» **About this exercise**:
Please write the next part of the text on the Agora research team, starting right after its final sentence.

» **Page text**:

>>>

AGORA Research team
The Agora team is positioned in Inria’s research domain of "Networks, Systems and Services, Distributed Computing" under the theme "Networks and Telecommunications", as a joint team between Inria and INSA Lyon, within the CITI laboratory. The Agora team focus is on the wireless access part of the Internet, where several network architectures and paradigms co-exist: heterogeneous cellular networks, multi-hop wireless networks, long-range low-power connectivity. We work on the deployment of these networking technologies and their combined exploitation, while understanding the spatio-temporal dynamics of users, machines and data.
The deployment of dense networks is challenged by large scale and dense scenarios, with consequences on the optimization of the placement of both the components and functionalities of the network. At the same time, Machine-to-Machine (M2M) communication protocols, designed for running on the Internet of Things (IoT) architectures, need a coherent rethinking to face issues on both saturated cellular networks and fresh deployments of multi-hop wireless networks unable to cover large areas. Exploiting the data carried by the network opens new questions on the network deployment and functioning, by understanding the spatio-temporal dynamics of the users or connected objects.
The main networking fact that motivates the direction of the Agora team is the coming saturation of cellular networks. Even though developed cities can rely on a full coverage of their territory with very high throughput wireless access networks, the expected - and already measured - tremendous growth of mobile data traffic will overwhelm these infrastructures without a dramatic change of communication paradigm.
Beyond cellular networks. The networking functions are today almost only managed through cellular infrastructures. Even current smart-metering network architectures follow a hierarchical organization alike cellular networks. This approach features a number of advantages, including pervasive geographical coverage, seamless connectivity, a good level of security and possibly guaranteed bandwidth and latency. However, this centralized paradigm is over twenty years old now. The access network capacity has already reached its limit, and the explosion of popular, bandwidth-hungry digital services will make the newest technologies, such as LTE, already unable to accommodate the future demand - expected to grow 11-fold in 2018, with respect to 2014. A clear trend is to decentralize the network operation, leveraging network function virtualization so as to make it more pervasive (Small Cells), heterogeneous (HetNets) and self-organizing (SON). Beyond cellular networks, multi-hop wireless mobile networks have been extensively studied in the literature, in particular wireless sensor networks, ad hoc networks, wireless mesh networks and vehicular networks. Such wireless multi-hop solutions met scarce practical success over the last decade, mainly because of the lack of a clear application context and of important use cases. There are however now mature technologies for some specific applications and provide a wealth of connectivity surrounding mobile devices. Combined with the emergence of long range low power technologies dedicated to small traffic IoT applications, one can foresee the emergence of hybrid networks architectures (cellular and multi-hop) that need to be developed and evaluated.

<<<

» **Data under study**:
>>>

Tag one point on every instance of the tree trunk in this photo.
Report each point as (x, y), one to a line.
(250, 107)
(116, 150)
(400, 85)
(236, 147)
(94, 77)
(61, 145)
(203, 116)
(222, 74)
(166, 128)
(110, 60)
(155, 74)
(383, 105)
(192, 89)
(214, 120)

<<<

» **Answer to this task**:
Low cost sensors and density. We also witness the emergence of a new market of sensing devices that is closely related to the industrial effort toward the IoT. Recent breakthrough in micro and nano technologies are indeed enabling dense deployments of low-cost sensing devices that produce reliable enough measurements of physical phenomenon while being energetically autonomous. Density is however challenging network infrastructures deployment and data collection. The deployment of such devices has to be suitable for the application and fitted to the constraints of the environment. Self-organization and self-healing are required for sustainable infrastructure management and operation. Combining all these notions into optimization models is an issue that needs to be addressed to understand and evaluate the relevant networking infrastructures and protocols. On the other hand, density is also an opportunity if one can understand and take advantage of the spatio-temporal characteristics of the data produced and the citizens behavior. Redundancy and correlations are a way to improve on data reliability and network usage.